Pero más allá de tales superficialidades propias de la era pochoclera o de “las palomitas”, en el mundo real, en la vida cotidiana, ecoangustia y solastalgia (ese “conjunto de trastornos psicológicos que se producen en una población luego de cambios destructivos en su territorio, como consecuencia de actividades humanas o del clima”), avanzan como diagnósticos preocupantes.
Salud mental, esa es la cuestión. Para todos y todas. “El Joker” que compone magistralmente Joaquin Phoenix en 2019 aporta algunas pistas para desentrañar algunos interrogantes sociales. Para diagnosticar(nos). “Solo yo sé cómo me siento. Tú solo crees saberlo”, responde ese payaso siniestro con la sonrisa pintada en su cara.
“Dejamos de comprobar si había monstruos debajo de la cama cuando nos dimos cuenta de que estaban dentro de nosotros”, dice sumido en la más profunda angustia solitario en su descascarado dormitorio. “Se ríen de mí porque soy diferente. Me río entonces porque todos son iguales”, piensa y dice desde el interior de una patrulla policial que lo traslada a través de las calles de una ciudad incendiada y en caos.
DIFERENCIAS
Son demasiadas y muy visibles las diferencias. Son tan enormes las carencias de millones como la abundancia en las manos de unos pocos. Tal vez por estas, entre otras muchas razones, para muchas personas cada día es más difícil decir “hasta mañana”. Para otras –también muchas– desear “que duermas bien”. ¿Mala vibra? Tal vez, no. La impredictibilidad y la incertidumbre pesan. Y no son pocas, ni pocos, los que quieren y pueden cargar con ese peso. Pasados, presentes y futuros están inevitablemente amarrados. Aun así, cuando se aborda lo viejo y lo nuevo es sencillo discernir que –como conceptos– dan cuenta de cosas bien diferentes. 2025 viene precedido de guerras tremendas.
Pobrezas, indigencias, hambres, desigualdades, inequidades, esclavitudes, pandemias, enfermedades desconocidas avanzan. Derechos adquiridos de millones son conculcados con impiedad. Para no ampliar los campos de aquello que disgusta, empobrece y entristece, será necesario interpelar e interpelarnos desde la ética de la comprensión de la complejidad humana.

------------------------------------

## Qué hacer
1. Enumera todos los males que, según el texto sobre la salud mental, avanzan en la oración que comienza con «Pobrezas, indigencias».
2. Responde con base en el texto sobre la salud mental:
(a) ¿Qué actor compone a «El Joker» y en qué año?
(b) ¿De qué viene precedido 2025?
(c) ¿Desde qué ética será necesario interpelar e interpelarnos?
Los ítems no hacen falta para trabajar con el texto.

------------------------------------

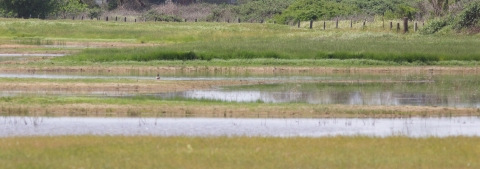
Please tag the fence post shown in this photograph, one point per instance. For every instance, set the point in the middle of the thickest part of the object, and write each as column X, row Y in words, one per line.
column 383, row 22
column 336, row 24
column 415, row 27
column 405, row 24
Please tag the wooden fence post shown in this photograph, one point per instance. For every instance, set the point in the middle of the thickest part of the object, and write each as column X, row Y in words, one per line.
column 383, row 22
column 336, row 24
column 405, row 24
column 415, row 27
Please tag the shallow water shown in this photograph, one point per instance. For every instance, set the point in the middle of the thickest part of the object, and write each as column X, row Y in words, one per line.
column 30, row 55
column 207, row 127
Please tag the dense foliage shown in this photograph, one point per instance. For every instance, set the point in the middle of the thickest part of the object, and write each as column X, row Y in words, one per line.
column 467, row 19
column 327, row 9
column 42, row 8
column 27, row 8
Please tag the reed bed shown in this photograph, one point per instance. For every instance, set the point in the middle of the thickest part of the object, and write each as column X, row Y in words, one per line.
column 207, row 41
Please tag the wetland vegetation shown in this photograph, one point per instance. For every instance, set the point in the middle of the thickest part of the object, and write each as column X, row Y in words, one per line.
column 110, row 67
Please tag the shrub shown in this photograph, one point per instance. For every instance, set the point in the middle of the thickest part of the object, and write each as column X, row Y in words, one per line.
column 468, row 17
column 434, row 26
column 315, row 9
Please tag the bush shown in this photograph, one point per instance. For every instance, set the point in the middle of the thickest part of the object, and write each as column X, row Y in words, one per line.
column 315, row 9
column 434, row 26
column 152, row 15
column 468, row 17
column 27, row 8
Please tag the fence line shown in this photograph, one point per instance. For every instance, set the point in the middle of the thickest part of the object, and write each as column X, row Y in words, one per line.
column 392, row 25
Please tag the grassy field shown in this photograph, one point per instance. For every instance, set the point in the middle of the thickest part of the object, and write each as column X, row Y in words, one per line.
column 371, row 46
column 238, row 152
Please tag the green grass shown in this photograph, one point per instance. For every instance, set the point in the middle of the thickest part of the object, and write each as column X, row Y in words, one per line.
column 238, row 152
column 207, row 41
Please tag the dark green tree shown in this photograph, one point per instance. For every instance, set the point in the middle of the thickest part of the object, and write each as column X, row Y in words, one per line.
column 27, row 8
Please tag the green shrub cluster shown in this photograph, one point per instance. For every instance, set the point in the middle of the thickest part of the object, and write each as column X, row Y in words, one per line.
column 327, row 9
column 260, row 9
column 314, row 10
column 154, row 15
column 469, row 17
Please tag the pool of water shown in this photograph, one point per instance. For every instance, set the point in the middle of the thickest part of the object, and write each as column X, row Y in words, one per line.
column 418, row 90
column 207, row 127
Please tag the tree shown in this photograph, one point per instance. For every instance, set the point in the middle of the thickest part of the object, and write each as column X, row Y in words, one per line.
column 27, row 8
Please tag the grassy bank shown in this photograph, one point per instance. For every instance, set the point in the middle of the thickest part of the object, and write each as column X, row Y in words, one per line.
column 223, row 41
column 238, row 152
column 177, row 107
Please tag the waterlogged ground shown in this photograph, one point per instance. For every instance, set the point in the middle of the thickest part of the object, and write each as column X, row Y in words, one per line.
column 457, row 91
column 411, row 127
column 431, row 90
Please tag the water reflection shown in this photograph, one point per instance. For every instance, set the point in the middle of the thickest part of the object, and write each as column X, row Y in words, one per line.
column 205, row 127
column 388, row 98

------------------------------------

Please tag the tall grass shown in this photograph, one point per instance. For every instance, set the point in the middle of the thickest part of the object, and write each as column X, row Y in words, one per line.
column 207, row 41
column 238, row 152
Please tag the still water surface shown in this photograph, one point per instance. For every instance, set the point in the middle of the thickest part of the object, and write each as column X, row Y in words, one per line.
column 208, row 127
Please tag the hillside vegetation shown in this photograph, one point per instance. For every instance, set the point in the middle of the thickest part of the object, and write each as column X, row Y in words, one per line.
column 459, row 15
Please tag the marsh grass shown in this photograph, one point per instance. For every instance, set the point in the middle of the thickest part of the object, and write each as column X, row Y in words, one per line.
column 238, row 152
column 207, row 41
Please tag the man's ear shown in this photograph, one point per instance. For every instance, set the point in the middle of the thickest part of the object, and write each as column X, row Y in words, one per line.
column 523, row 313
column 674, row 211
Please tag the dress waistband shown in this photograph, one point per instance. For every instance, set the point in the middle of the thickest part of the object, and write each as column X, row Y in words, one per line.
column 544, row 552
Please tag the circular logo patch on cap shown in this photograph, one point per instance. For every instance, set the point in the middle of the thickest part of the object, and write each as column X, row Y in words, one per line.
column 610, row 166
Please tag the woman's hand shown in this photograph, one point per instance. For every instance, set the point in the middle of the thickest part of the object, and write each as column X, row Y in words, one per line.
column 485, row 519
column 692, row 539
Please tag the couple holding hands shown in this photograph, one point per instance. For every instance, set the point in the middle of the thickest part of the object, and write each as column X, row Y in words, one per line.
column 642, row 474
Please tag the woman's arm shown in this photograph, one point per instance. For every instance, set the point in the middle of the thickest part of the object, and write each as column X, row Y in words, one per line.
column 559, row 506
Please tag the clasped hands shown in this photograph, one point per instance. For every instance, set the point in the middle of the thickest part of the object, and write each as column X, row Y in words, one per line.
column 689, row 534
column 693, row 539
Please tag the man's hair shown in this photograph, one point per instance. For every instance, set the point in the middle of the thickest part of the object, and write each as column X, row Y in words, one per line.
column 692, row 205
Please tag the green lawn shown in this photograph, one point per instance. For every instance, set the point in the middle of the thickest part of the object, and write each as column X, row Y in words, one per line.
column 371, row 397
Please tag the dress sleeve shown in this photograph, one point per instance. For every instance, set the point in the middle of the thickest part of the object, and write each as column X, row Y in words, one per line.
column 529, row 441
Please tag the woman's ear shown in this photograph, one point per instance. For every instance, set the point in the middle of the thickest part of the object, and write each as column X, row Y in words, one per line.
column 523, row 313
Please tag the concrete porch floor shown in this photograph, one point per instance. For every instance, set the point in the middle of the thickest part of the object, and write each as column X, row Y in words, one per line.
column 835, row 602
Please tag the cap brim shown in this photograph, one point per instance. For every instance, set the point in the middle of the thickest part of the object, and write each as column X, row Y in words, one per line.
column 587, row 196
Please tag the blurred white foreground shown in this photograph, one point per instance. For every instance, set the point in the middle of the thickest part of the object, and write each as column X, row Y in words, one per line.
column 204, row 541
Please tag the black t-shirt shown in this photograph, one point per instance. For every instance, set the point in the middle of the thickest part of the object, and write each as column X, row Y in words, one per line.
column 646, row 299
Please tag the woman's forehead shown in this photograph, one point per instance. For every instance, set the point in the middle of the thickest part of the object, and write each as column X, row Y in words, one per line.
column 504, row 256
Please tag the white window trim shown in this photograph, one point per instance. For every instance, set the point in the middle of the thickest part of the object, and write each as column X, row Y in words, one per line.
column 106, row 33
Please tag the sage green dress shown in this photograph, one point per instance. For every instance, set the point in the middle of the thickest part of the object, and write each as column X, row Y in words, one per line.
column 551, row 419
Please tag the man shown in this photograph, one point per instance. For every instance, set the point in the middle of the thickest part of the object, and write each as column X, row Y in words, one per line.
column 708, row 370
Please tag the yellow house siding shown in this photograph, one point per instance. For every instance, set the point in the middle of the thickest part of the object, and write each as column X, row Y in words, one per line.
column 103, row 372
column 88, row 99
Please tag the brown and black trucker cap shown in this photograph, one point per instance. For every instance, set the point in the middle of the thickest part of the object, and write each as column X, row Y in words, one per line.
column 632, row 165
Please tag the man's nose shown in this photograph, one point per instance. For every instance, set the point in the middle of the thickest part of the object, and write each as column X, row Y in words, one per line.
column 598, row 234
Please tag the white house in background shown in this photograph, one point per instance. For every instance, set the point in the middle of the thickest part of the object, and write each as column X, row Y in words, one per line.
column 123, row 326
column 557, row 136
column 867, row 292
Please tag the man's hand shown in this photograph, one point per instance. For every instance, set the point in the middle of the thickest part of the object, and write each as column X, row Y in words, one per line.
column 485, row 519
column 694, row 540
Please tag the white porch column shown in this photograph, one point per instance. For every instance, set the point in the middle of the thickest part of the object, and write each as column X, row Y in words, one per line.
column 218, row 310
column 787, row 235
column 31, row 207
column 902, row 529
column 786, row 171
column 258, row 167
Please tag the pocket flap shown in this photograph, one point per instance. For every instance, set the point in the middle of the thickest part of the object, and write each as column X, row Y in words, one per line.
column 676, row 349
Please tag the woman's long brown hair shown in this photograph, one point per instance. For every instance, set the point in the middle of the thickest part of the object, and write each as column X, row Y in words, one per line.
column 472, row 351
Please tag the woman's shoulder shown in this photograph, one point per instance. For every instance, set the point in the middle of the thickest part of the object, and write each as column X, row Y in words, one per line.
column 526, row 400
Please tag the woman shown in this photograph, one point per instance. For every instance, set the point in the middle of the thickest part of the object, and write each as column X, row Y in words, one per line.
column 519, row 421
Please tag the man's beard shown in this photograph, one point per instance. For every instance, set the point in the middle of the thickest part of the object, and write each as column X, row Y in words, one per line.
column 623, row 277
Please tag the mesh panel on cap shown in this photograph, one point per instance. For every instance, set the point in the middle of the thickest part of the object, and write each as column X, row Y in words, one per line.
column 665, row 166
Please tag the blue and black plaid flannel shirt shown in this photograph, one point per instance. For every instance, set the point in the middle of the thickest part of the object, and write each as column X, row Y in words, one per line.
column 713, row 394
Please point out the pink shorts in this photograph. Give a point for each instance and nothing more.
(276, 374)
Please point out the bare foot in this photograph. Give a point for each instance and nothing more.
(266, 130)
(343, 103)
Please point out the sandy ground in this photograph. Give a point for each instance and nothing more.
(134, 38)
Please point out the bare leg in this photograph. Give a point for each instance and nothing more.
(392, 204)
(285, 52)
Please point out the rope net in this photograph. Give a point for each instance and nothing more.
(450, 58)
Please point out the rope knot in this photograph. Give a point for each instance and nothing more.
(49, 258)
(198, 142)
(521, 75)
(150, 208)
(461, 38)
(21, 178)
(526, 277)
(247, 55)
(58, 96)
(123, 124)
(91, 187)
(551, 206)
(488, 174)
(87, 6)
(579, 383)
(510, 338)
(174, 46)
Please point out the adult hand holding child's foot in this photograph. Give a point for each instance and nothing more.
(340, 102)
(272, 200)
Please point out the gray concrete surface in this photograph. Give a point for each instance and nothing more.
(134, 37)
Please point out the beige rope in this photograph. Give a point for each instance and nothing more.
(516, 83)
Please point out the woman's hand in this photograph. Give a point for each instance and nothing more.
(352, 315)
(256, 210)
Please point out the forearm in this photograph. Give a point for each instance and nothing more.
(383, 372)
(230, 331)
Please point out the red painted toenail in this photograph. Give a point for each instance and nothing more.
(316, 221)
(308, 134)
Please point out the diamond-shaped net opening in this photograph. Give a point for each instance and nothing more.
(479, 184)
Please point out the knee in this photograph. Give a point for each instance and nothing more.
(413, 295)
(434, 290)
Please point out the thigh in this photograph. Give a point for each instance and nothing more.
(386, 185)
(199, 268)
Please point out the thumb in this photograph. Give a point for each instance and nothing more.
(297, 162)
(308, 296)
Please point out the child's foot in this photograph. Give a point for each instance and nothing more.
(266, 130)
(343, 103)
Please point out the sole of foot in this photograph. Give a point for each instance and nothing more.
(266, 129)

------------------------------------

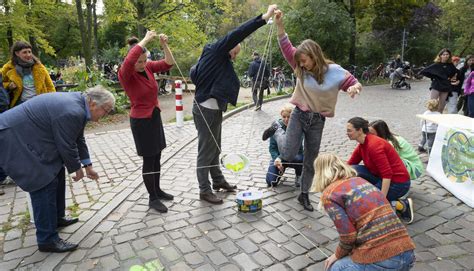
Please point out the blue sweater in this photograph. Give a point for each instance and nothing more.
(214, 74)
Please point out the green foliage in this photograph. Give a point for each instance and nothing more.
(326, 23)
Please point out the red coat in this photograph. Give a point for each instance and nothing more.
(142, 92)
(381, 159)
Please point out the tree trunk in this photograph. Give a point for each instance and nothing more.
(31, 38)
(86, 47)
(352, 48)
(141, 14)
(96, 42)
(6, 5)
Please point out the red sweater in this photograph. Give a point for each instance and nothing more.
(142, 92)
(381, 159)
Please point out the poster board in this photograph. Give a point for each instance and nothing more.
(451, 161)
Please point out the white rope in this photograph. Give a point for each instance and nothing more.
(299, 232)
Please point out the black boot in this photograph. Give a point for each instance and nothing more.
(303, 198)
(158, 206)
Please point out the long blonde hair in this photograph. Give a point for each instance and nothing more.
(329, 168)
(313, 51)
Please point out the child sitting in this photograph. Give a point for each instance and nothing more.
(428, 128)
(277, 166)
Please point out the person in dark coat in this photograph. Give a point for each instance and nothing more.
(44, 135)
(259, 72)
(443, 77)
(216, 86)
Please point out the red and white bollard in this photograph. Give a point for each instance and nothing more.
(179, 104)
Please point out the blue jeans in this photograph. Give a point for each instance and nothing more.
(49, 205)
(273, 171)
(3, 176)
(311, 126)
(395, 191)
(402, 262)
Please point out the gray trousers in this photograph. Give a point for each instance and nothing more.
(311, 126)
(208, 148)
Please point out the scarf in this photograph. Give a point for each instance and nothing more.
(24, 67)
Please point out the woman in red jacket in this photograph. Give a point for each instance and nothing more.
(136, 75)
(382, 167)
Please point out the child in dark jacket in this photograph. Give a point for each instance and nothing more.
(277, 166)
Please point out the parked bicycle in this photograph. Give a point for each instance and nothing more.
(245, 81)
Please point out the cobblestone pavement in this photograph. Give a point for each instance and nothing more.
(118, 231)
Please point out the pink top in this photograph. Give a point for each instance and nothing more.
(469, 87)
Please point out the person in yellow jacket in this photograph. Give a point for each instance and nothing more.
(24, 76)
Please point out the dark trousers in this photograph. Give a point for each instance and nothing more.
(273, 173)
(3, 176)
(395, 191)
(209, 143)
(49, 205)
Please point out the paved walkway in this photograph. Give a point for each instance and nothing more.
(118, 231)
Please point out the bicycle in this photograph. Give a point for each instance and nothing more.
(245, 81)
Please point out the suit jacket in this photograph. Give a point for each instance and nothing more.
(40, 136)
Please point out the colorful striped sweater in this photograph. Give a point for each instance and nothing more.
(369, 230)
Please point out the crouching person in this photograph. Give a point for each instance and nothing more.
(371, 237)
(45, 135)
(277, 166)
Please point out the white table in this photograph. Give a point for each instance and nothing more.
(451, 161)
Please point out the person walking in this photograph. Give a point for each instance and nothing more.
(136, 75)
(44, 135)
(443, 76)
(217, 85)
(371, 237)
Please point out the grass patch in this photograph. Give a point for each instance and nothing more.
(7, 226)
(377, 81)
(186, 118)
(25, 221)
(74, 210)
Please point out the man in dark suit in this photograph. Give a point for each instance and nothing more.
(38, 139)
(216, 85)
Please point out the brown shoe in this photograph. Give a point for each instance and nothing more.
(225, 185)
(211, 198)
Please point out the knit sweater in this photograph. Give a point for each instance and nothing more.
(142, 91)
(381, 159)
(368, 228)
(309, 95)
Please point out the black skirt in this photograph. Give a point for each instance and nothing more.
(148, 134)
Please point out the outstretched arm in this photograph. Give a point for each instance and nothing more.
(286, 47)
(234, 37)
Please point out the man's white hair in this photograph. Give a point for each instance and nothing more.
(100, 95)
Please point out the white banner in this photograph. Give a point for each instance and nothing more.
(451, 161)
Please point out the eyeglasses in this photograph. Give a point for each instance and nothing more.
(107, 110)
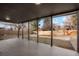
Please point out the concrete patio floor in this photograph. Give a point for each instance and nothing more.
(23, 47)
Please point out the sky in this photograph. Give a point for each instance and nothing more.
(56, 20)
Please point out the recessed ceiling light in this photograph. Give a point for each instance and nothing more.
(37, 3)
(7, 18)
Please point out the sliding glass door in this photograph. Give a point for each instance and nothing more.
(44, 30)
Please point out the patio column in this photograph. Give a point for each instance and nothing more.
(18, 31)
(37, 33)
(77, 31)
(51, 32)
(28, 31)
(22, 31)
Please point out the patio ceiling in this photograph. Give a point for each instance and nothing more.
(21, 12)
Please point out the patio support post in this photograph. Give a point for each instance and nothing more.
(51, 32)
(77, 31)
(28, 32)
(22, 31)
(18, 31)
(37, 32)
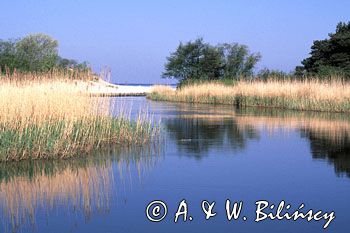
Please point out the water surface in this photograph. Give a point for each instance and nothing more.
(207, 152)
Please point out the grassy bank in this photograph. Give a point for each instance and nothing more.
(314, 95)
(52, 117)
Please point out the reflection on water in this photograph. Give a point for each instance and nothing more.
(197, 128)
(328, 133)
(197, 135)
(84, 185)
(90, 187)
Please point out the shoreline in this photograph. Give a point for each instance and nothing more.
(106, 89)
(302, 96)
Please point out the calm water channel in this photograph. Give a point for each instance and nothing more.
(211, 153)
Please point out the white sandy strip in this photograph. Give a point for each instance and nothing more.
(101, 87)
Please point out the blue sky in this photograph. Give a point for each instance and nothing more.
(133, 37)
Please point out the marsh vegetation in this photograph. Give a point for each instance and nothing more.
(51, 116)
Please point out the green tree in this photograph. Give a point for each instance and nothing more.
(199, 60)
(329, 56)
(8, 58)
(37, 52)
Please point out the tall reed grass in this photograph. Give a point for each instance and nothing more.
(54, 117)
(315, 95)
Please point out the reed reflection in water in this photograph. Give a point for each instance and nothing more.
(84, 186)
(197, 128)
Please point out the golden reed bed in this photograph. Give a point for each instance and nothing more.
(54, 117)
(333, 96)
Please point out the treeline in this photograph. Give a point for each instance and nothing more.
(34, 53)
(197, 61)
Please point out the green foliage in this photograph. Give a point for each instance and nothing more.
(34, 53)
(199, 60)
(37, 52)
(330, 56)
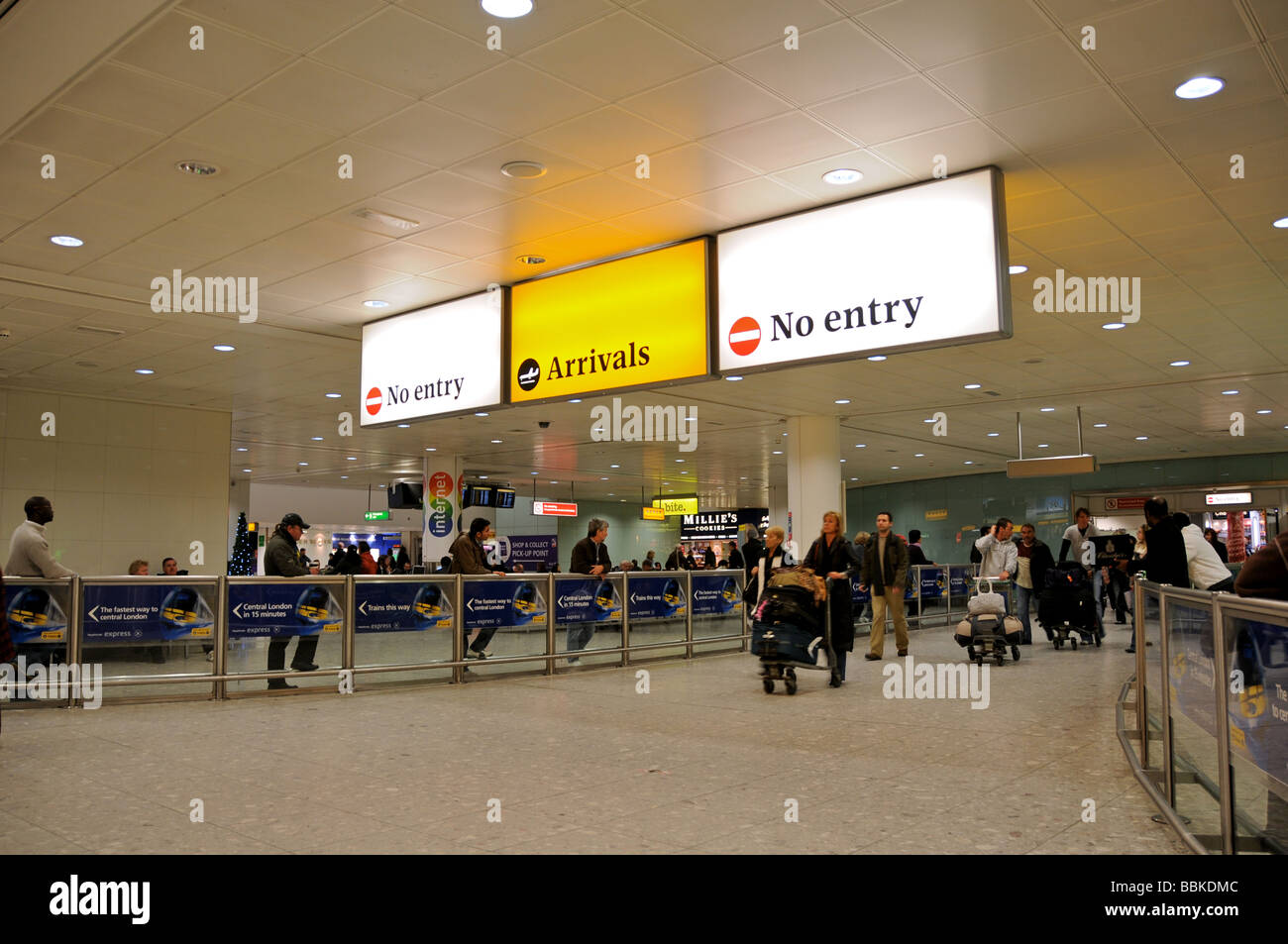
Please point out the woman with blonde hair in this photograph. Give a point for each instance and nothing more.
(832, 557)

------------------------------------

## Resultados por tarea
1. Pobrezas, indigencias, hambres, desigualdades, inequidades, esclavitudes, pandemias y enfermedades desconocidas.

2.
(a) Joaquin Phoenix, en 2019.
(b) De guerras tremendas.
(c) Desde la ética de la comprensión de la complejidad humana.